Even if the orderly, Baroque-flavored Cascade (1999) were nothing more than its glossy surface, the new dance that followed it, Fiends Angelical, made the audience uncomfortable long after its initial offenses wore off. This was good, I thought. Taylor can be deceptively ingratiating, and the modern audience, having been indoctrinated by a world of technically polished and empty dances, can get so pleased with the Taylor dancers' accomplishments that his misanthropic undertones go undetected. His particular blend of syrup and vitriol prevents the audience from becoming too complacent, too familiar.

The fiendish piece smacked open with the high-pitched, grating chords of George Crumb's Dark Angels, a sudden flood of harsh light (by Jennifer Tipton), and there in the glare a bunch of -- what? creatures? -- in flesh-colored leotards banded with multicolored tape and black nappy Afro-wigs with red headbands. (Santo Loquasto was responsible for the costumes.) The creatures are virtually unisex, and they might represent some kind of stereotypical primitives, a clutch of pickaninnies squatting on the ground, then springing up with kinked legs and arms. I think it's the wigs that establish these unfortunate associations, but maybe they'll be eliminated once the dance has been road-tested.

Francie Huber, in a sarong, dreadlocks, and cunning brown horns, seemed to preside over the populace. My mind was ticking back to several other Taylor dances where a strong and mysterious female instructs, tests, and finally transforms a bunch of communicants, usually bringing them some kind of enlightenment. And I thought of his enigmatic Runes (1975), where everyone was potentially a shaman and the rituals seemed desolate, even pointless.

In Fiends Angelical, the rabble surge across the stage with heavy feet and clawed hands, forming clumpy circles and two-dimensional groupings. Lisa Viola and Patrick Corbin emerge to do a duet of snarling intimacy and a demonic softshoe. They finish by choking each other to the ground. Huber performs incantations over them and eventually the other dancers draw a thin red ribbon out from the midst of their crumpled bodies. I suppose this symbolizes an exorcism -- the opposite of the ribbon of hatred that Medea swallows in Martha Graham's Cave of the Heart as she incites herself to revenge.

The group pull the ribbon out into a five-pointed star, so that they all partake of its healing power. Corbin and Viola dance a formal kind of rededication to each other, and finally the group return, still in distorted postures but floppy, relaxed. Huber shows them how to lift their arms, and the dance ends as they seem to be testing new wings.

The other important event of the Taylor company's two programs was the revival of Big Bertha, his bloodcurdling view of Americana from 1970. With a vigorous cast of young dancers (Kristi Egtvedt as Big Bertha the mechanical band machine and Orion Duckstein, Heather Berest, and Annmaria Mazzini as the doomed tourist family), the piece holds up as perhaps the best and bitterest satire ever choreographed. I thought of it as the inverse of Fiends Angelical, a process of dissipation, the ruin of innocence rather than its restoration.

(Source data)
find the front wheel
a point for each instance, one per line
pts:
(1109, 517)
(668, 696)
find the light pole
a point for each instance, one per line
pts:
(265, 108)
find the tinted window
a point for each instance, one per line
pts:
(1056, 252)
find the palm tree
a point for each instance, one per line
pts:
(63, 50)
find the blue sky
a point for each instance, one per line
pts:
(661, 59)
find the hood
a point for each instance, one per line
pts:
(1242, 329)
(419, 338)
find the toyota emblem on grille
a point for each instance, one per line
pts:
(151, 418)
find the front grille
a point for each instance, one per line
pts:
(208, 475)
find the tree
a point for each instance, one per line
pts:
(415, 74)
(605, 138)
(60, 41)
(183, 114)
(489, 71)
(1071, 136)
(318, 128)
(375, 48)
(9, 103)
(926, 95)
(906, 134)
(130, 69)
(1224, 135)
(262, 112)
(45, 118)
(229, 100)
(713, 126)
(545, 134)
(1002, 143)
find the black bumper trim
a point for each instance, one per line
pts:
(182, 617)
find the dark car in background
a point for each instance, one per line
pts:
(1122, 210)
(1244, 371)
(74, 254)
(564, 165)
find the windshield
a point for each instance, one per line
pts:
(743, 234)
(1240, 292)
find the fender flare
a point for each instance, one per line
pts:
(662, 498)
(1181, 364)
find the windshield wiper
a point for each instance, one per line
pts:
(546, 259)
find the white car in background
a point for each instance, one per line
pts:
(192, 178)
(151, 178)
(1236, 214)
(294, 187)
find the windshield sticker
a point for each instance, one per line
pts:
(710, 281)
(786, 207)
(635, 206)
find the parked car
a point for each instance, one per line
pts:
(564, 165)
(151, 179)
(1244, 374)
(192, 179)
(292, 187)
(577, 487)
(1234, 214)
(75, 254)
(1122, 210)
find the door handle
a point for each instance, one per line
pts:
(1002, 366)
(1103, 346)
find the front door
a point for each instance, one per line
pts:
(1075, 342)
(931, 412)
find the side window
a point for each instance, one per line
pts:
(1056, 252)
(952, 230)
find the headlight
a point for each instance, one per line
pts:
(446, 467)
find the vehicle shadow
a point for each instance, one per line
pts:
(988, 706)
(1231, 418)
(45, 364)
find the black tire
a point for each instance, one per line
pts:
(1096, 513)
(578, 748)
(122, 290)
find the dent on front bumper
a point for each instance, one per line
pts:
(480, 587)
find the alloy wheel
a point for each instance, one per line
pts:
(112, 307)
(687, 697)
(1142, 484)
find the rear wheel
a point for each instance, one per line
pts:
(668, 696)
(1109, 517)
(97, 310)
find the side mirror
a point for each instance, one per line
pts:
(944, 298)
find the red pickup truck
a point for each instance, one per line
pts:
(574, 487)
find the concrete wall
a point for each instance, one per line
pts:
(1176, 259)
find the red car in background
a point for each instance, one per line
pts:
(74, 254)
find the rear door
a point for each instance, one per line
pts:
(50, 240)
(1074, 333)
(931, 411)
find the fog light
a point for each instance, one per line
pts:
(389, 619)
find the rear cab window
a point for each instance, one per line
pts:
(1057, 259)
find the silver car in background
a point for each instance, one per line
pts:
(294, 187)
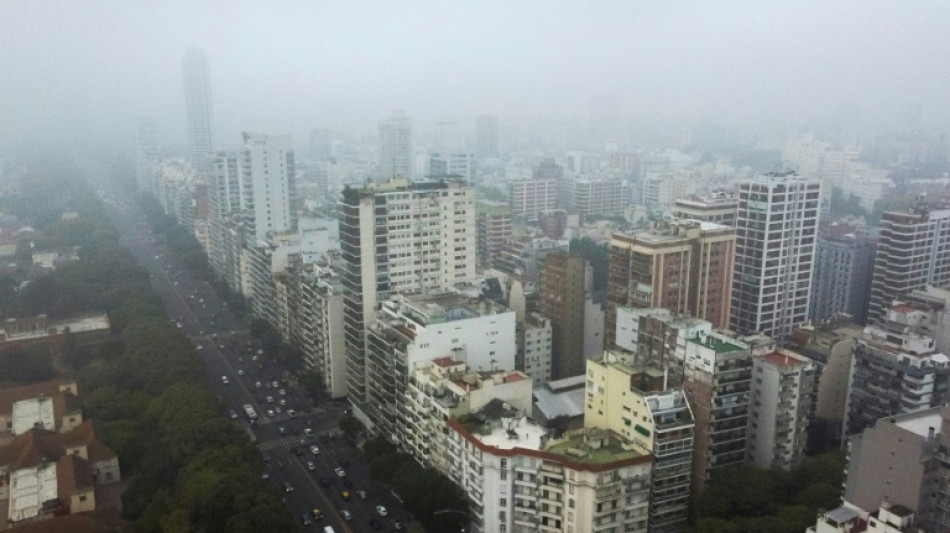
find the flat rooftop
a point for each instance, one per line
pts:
(920, 422)
(716, 344)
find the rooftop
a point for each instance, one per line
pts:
(716, 344)
(919, 423)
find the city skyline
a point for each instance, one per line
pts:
(364, 63)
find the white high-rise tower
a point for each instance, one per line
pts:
(776, 231)
(268, 189)
(198, 103)
(395, 147)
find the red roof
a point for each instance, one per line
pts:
(780, 358)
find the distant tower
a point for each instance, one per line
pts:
(395, 147)
(198, 104)
(486, 136)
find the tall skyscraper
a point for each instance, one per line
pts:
(561, 291)
(399, 237)
(146, 154)
(842, 280)
(913, 252)
(486, 136)
(198, 104)
(685, 266)
(776, 230)
(268, 184)
(395, 147)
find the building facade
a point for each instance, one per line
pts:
(913, 252)
(780, 408)
(776, 231)
(198, 104)
(684, 266)
(400, 237)
(561, 293)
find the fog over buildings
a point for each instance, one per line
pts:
(85, 70)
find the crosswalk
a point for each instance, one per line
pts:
(294, 440)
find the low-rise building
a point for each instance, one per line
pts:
(50, 405)
(54, 473)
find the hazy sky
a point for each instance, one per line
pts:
(89, 67)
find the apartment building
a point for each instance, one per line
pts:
(718, 207)
(842, 277)
(448, 389)
(493, 226)
(776, 231)
(895, 369)
(595, 196)
(519, 478)
(318, 329)
(685, 266)
(902, 462)
(913, 251)
(399, 237)
(561, 294)
(715, 372)
(410, 332)
(780, 408)
(829, 346)
(535, 347)
(638, 403)
(528, 197)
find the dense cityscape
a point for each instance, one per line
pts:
(485, 323)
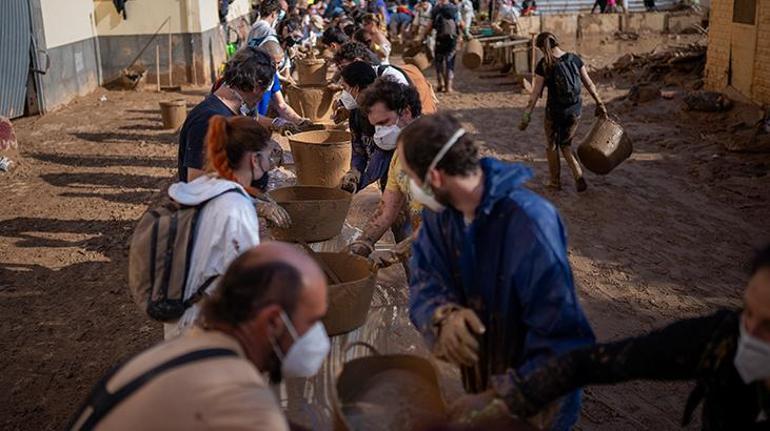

What is asked
1 > Answer these questions using the dance review.
(a) Who designed the lighting for Fiends Angelical?
(b) Into what shape do the dancers pull the red ribbon?
(c) Which dancer plays Big Bertha in the revival?
2 > Write the next paragraph of the dance review, starting after its last sentence.

Expected answers
1 >
(a) Jennifer Tipton
(b) A five-pointed star
(c) Kristi Egtvedt

2 >
Taylor is a big fan of American artifacts -- music, dances, movies -- and he found the music for Big Bertha in the St. Louis Melody Museum. Band machines predated the jukebox. They were like extravagant music boxes or player pianos: you inserted your nickel to start a tape with the notes punched in it, and as the tape rolled through the machine, it activated a piano or organ, and sometimes a whole gang of other instruments, all thumping away without the benefit of human operators. Big Bertha is a life-size drum majorette, padded and corseted 1890s style, who decorates the front of the gaudy band machine. Taylor endows her with the mean, raunchy soul of a dominatrix. When the customer puts in his money, she jerks into action, keeping time to the music with a baton and a robotic goosestep. Furtively, alarmingly, she coughs, belches, scratches between her shoulder blades with the baton. Something about these too-human actions seems sinister, and you remember that just a minute ago, when the curtain opened, three wounded figures you hardly noticed were scrambling away and didn't return.

A sweet, typical America family do arrive: dad in loafers and an untucked flowered shirt, prim and pretty mom, and little daughter in a pink circle skirt with appliqué'd poodle. They start the machine and Big Bertha seems to eye them with anticipation. As she wields her baton, they start to dance. Daughter shows off a little. Pleased, mom and dad do a few steps from when they were kids. Bertha eggs them on, singling out dad for special commands. Things start to go out of control. Dad stomps heavily into the floor, and his arms go loose. He tries to pull mom into a sexy dance. When she hesitates, he slaps her. He pats daughter on the shoulder, a little too appreciatively. She's shocked but kind of likes it. The good clean fun goes carnal. While dad drags the daughter behind the machine, mom pulls off her wedding ring and does a lascivious shimmy. Big Bertha plays "Take Me out to the Ballgame" and "My Blue Heaven" and "The Old Piano Roll Blues." When everybody's exhausted and degraded, Bertha takes dad as her partner, prodding him into a stiff duet of robot love.

Paul Taylor may have been commenting on the buttoned-up proprieties of his generation in the '50s, but dancing and popular culture still represent a safe place where our raunchiest desires can be acted out, or at least vicariously experienced. I respect him deeply for having the courage to bring back this epic critique of family values. I'm not sure you could find this deep vein of malevolence in every Paul Taylor dance, but some of the ones with the smiliest façades can break into crazed misbehavior.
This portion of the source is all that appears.